- About this exercise: Wherever the word "target" occurs in the listing, copy the whole line.

=== Begin Enclosure ===

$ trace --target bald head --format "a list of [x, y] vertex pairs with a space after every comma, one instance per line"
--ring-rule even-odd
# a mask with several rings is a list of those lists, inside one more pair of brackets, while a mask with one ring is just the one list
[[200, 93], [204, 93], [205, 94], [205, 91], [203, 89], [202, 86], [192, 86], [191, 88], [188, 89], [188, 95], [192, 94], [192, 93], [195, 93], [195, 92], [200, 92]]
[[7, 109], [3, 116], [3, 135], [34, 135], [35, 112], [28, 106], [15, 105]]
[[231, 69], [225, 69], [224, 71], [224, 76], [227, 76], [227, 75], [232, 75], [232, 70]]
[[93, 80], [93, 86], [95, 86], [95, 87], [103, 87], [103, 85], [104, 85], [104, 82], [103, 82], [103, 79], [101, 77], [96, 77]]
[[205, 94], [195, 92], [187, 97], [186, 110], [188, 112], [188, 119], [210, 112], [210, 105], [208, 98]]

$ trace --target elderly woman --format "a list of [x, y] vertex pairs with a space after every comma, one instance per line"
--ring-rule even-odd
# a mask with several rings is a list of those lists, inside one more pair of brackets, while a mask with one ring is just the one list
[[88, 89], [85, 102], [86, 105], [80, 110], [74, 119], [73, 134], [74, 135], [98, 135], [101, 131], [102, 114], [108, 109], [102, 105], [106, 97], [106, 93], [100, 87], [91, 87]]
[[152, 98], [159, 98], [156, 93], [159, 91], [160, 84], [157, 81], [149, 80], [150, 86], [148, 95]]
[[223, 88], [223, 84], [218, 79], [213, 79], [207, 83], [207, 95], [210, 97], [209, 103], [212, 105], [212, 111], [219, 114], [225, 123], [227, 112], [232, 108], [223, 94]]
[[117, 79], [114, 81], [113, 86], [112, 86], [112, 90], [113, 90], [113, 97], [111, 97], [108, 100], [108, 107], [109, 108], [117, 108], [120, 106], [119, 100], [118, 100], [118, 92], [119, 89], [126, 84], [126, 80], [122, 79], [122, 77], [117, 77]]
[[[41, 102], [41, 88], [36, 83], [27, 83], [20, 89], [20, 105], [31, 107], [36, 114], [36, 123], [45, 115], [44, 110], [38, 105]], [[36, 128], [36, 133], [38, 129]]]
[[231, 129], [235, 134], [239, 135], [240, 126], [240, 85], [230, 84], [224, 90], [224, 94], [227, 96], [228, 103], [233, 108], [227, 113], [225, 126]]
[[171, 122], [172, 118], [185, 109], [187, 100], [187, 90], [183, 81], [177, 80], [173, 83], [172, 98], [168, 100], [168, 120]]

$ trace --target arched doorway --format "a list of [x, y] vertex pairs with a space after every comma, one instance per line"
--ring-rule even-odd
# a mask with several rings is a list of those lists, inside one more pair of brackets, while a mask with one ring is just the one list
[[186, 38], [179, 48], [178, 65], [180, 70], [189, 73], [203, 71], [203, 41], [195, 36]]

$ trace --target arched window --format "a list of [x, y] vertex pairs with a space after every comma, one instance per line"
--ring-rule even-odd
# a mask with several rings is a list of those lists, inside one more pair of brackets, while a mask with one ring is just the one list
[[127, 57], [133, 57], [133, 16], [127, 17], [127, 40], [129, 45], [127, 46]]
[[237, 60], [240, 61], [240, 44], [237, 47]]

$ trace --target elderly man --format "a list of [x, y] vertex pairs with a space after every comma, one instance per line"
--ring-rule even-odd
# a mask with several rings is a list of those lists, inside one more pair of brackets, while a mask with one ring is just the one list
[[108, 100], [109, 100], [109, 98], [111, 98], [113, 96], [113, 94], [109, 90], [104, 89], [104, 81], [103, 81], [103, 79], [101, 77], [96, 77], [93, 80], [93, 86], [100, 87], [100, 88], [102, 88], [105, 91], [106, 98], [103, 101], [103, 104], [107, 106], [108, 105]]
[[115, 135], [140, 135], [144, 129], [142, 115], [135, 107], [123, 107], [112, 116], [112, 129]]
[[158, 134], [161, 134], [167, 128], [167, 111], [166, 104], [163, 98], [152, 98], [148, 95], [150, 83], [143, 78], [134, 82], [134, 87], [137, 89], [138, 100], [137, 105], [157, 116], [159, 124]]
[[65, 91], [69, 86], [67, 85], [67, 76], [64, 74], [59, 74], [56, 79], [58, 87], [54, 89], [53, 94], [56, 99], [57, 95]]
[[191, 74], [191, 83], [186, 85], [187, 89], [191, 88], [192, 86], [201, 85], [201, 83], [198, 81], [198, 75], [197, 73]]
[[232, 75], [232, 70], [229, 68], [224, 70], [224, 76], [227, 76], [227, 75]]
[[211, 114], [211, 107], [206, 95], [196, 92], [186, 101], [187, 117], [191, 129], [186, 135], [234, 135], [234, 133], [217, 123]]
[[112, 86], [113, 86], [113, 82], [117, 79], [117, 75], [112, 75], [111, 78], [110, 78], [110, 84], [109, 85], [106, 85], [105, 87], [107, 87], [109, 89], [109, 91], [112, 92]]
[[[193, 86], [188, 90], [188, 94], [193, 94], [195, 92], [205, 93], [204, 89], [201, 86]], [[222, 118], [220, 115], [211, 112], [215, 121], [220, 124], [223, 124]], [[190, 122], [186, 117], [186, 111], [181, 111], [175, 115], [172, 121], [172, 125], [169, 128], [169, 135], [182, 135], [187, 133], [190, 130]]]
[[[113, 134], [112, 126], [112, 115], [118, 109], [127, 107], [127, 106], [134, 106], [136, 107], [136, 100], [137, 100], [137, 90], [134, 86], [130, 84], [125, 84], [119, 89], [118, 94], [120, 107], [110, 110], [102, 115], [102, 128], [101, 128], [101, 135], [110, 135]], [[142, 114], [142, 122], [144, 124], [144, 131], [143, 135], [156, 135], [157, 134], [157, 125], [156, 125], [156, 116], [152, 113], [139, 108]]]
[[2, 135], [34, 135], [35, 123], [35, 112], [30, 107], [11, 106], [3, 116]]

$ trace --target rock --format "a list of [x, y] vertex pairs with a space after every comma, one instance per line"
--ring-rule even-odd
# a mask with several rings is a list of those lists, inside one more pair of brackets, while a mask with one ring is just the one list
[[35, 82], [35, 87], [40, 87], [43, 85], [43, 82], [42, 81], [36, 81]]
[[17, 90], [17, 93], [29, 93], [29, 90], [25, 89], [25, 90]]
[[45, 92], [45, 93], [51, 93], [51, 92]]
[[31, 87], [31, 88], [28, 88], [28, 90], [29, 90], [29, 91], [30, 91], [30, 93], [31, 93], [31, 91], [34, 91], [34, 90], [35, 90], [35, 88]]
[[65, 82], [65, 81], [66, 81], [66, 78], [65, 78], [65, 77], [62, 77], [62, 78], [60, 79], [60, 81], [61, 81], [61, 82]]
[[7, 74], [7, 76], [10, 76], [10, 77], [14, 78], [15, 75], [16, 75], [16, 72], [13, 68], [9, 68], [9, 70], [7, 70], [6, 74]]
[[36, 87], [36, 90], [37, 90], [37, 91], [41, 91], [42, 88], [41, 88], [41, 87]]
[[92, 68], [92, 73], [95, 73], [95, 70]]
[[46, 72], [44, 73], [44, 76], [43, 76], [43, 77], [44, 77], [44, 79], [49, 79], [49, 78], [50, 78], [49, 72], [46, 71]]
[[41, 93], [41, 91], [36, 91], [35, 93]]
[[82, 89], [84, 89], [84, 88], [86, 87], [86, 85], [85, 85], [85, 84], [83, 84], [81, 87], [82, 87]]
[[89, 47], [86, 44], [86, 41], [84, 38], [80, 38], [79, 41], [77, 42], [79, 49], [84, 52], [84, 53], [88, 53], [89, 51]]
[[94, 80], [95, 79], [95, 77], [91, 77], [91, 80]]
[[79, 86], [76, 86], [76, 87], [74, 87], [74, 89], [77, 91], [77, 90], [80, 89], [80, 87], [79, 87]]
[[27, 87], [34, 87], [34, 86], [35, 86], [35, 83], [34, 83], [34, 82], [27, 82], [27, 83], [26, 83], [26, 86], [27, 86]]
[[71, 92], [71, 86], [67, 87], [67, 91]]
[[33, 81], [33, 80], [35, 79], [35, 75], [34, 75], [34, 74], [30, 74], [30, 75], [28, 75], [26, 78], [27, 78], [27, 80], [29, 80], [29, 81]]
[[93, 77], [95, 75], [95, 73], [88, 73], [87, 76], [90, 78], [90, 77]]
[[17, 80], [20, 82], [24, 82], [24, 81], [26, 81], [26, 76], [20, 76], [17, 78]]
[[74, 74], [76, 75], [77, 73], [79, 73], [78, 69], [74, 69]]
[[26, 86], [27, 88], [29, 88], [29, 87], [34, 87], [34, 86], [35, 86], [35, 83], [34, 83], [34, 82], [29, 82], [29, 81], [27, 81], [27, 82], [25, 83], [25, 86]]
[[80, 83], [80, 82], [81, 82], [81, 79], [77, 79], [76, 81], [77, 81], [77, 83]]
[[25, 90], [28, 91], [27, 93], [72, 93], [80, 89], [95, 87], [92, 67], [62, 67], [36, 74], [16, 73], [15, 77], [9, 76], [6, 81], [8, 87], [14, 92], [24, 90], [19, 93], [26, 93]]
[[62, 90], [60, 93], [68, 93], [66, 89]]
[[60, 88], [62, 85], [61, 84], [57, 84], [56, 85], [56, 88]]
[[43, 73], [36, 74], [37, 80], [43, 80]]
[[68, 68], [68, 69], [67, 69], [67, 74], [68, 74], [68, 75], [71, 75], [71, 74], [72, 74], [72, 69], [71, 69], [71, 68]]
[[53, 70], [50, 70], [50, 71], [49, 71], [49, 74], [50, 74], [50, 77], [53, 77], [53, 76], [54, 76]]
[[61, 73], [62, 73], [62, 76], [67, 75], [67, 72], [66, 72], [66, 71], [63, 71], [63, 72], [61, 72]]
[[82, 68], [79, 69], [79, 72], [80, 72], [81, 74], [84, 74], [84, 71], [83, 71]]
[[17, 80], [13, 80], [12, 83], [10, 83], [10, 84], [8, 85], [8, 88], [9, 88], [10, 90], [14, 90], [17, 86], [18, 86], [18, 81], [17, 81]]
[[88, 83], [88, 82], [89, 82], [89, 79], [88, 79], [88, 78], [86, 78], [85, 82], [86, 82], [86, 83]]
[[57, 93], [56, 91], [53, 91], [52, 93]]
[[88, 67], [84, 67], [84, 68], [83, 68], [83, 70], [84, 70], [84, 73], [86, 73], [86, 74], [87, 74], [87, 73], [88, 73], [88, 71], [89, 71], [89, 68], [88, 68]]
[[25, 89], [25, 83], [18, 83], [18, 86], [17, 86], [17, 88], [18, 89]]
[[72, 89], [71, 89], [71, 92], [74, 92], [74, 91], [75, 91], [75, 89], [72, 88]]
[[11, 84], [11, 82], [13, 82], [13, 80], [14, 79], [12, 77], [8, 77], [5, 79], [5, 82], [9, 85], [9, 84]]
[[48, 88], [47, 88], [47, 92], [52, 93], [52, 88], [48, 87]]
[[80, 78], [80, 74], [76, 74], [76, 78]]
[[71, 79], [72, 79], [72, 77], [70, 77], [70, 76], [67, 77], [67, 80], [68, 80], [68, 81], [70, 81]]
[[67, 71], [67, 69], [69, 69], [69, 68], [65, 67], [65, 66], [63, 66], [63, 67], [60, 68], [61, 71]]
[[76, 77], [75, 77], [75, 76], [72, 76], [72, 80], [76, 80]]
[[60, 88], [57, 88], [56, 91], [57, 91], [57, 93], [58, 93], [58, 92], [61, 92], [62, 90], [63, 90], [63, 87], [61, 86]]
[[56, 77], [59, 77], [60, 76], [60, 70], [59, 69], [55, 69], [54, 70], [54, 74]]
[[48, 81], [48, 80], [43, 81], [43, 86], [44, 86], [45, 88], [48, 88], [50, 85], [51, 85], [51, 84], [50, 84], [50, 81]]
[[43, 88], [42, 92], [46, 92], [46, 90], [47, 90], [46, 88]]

=== End Enclosure ===

- Response to the exercise:
$ trace --target bald head --format "a list of [x, y] vertex pairs with a space after every comma, one instance per line"
$ trace --target elderly woman --format "a list of [x, y] vertex pairs with a space after every comma, one instance per line"
$ trace --target arched doorway --format "a list of [x, y] vertex pairs with a space after every comma, one instance per line"
$ trace --target arched window --format "a list of [x, y] vertex pairs with a space after every comma, one instance per line"
$ trace --target elderly man --format "a list of [x, y] vertex pairs with a space after every comma, one instance per line"
$ trace --target rock --format "a list of [x, y] vertex pairs with a space after every comma, one instance per line"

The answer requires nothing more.